### PAGE EXTRACT
Why don't they use Pyromagnetic Generators in nuclear power plants?

In summary, the article says that a lot of energy is wasted when converting from thermal to mechanic energy, and there are some technical problems with this technology that the author is unaware of.f
  • #1
I just read some stuff on pyromagnetic generators, and my first thought was why don't they use the pyromagnetic generators in nuclear power plants and in any power plants that use thermal energy? You would skip conversion from thermal to mechanic, and then from mechanic to electric. I'm sure that a lot of energy is lost when convertring to and from mechanic energy? Are there some technical problems that I'm unaware off?
  • #2
I must admit that I've never heard of that technology, unless it's some form of magnetohydrodynamics. That would require a high-speed movement of the working fluid (gas flow, particles, etc.) which might not be attainable safely with radioactive substances. If, on the other hand, it's some sort of thermionic conversion, perhaps it can't handle the power density needed in a commercial generator. Please provide more information about it. If it's something new, I want to learn about it.
  • #3
Well I have it before me in Serbian so my translation might not be accurate.

It says "Generator would consist off permanent magnet or electromagnet A, isolation box B (that is the best translation for "izolaciono kuciste" IgorS or Nikola Tesla might help out here) in which the feromagnetic pipes C would be, and arround the issolation box there would be coil E and E' in which, according to Faradey's Law of electromagnetic induction, create electromotor forces which would give the electricity...Well let me find some good dictionary or english version of the next part.
  • #4
Here is the closest English version I could find.

### RECORD EXCERPTS
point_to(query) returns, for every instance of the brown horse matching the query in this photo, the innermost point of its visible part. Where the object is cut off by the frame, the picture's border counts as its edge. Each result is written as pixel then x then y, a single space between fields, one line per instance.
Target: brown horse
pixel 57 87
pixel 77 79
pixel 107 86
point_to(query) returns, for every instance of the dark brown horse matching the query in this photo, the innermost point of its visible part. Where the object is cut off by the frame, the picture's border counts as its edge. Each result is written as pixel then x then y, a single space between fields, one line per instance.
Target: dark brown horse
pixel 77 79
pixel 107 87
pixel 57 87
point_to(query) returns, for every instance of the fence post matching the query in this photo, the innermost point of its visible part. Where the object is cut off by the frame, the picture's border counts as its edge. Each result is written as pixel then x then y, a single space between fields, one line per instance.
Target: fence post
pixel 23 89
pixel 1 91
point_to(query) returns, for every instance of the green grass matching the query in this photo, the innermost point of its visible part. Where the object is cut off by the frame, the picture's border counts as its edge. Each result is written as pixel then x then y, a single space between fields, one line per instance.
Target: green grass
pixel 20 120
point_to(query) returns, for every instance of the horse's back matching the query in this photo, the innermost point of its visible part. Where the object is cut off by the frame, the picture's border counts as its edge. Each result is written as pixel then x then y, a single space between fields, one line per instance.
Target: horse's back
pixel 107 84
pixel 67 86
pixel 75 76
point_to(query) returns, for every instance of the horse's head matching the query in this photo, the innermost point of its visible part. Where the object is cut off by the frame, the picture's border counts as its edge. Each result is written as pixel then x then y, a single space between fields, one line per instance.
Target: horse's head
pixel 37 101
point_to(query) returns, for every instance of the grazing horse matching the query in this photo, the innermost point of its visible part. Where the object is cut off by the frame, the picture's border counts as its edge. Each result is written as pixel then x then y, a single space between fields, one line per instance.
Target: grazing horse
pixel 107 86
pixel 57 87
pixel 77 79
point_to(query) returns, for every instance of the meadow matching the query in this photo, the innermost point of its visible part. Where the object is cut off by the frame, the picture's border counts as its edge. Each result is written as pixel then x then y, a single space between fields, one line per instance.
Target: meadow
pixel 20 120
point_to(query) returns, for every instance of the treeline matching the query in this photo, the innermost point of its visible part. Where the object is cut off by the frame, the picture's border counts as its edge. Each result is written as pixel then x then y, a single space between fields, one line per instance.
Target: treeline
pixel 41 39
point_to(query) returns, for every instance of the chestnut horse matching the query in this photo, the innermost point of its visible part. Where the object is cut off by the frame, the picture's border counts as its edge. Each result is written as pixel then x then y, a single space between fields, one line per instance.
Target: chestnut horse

### EXERCISE
Rewrite the pyromagnetic generator thread from "Why don't they use Pyromagnetic" to "I'm unaware off?", swapping "nuclear power plants" for "coal power plants". The lines above have no connection to the pyromagnetic generator thread.

### EXERCISE OUTPUT
Why don't they use Pyromagnetic Generators in coal power plants?

In summary, the article says that a lot of energy is wasted when converting from thermal to mechanic energy, and there are some technical problems with this technology that the author is unaware of.f
  • #1
I just read some stuff on pyromagnetic generators, and my first thought was why don't they use the pyromagnetic generators in coal power plants and in any power plants that use thermal energy? You would skip conversion from thermal to mechanic, and then from mechanic to electric. I'm sure that a lot of energy is lost when convertring to and from mechanic energy? Are there some technical problems that I'm unaware off?